▶ **Aufgabenstellung**
Bitte gib aus dem Textauszug über die Einnahme Aleppos den Abschnitt zwischen „Die erst am“ und „sich in Sicherheit.“ wortgetreu aus, beide Stellen eingeschlossen.

▶ **Textauszug**
Innerhalb weniger Tage eroberte die islamistische HTS-Miliz Aleppo, die zweitgrößte Stadt Syriens. Der schwelende Bürgerkrieg entflammt damit erneut. Wie das passieren konnte.
Niemand hatte damit gerechnet, dass es letztlich so schnell gehen würde.
Am Freitag waren erste Warnungen aufgekommen, dass die islamistischen syrischen Rebellen mit ihrem Vormarsch auf die Millionenstadt Aleppo im Nordwesten überraschend schnell vorankamen. Am Abend hatten die Kämpfer bereits den Großteil der Stadt eingenommen, spätestens am Samstag stand sie de facto unter ihrer Kontrolle.
Die erst am Mittwoch begonnene Offensive ist eine der spektakulärsten Wendungen im bald 14 Jahre andauernden syrischen Bürgerkrieg. Ganz plötzlich, so scheint es, befindet sich das Regime von Diktator Bashar al-Assad in einer schweren Krise. Wie ist es dazu gekommen?
Trügerische Ruhe
Eigentlich erlebte Syrien zuletzt eine vergleichsweise ruhige Phase. 2020 hatten sich die Rebellen, unterstützt von der Türkei, mit der syrischen Regierung und Russland auf einen Waffenstillstand geeinigt. Jahrelang blieben die Rebellen in einem kleinen Gebiet im Nordwesten rund um die Stadt Idlib, wo sich unterschiedliche islamistische Gruppen fortan laufend Machtkämpfe lieferten. Assad wog sich in Sicherheit.

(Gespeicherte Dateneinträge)

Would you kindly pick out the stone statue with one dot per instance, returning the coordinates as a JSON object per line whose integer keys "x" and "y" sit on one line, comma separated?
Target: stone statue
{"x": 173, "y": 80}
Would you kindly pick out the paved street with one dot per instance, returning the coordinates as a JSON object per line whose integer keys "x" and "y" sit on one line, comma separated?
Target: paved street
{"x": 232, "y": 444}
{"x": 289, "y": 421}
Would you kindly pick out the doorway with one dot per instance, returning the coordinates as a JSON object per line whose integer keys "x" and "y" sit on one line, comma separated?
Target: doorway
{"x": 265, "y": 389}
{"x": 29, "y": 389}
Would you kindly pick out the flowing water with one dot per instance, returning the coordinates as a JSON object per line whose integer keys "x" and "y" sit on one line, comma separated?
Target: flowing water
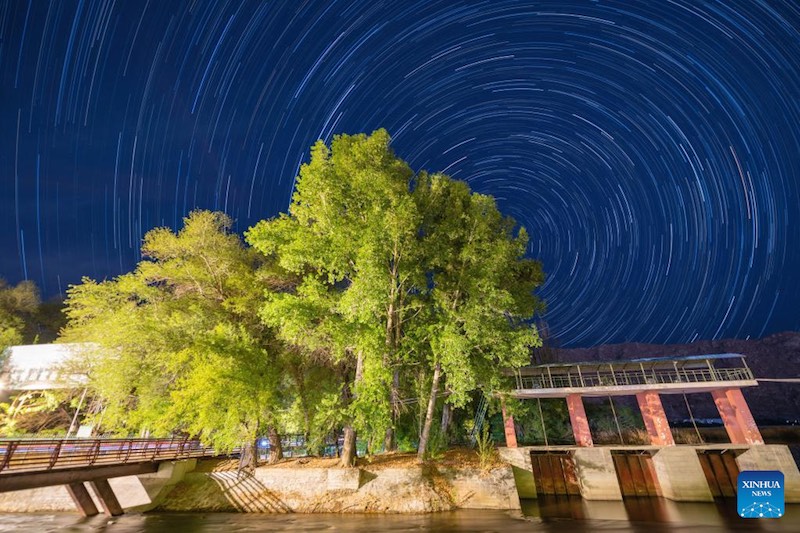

▶ **Lösung**
Die erst am Mittwoch begonnene Offensive ist eine der spektakulärsten Wendungen im bald 14 Jahre andauernden syrischen Bürgerkrieg. Ganz plötzlich, so scheint es, befindet sich das Regime von Diktator Bashar al-Assad in einer schweren Krise. Wie ist es dazu gekommen?
Trügerische Ruhe
Eigentlich erlebte Syrien zuletzt eine vergleichsweise ruhige Phase. 2020 hatten sich die Rebellen, unterstützt von der Türkei, mit der syrischen Regierung und Russland auf einen Waffenstillstand geeinigt. Jahrelang blieben die Rebellen in einem kleinen Gebiet im Nordwesten rund um die Stadt Idlib, wo sich unterschiedliche islamistische Gruppen fortan laufend Machtkämpfe lieferten. Assad wog sich in Sicherheit.